* **What you need to do**
Could you copy each line of the data below word for word?

* **Items**
**********

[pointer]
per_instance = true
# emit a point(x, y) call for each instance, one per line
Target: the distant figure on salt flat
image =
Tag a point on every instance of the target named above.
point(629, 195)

**********

* **Written answer**
[pointer]
per_instance = true
# emit a point(x, y) call for each instance, one per line
Target: the distant figure on salt flat
image =
Tag a point on every instance of the target named above.
point(629, 195)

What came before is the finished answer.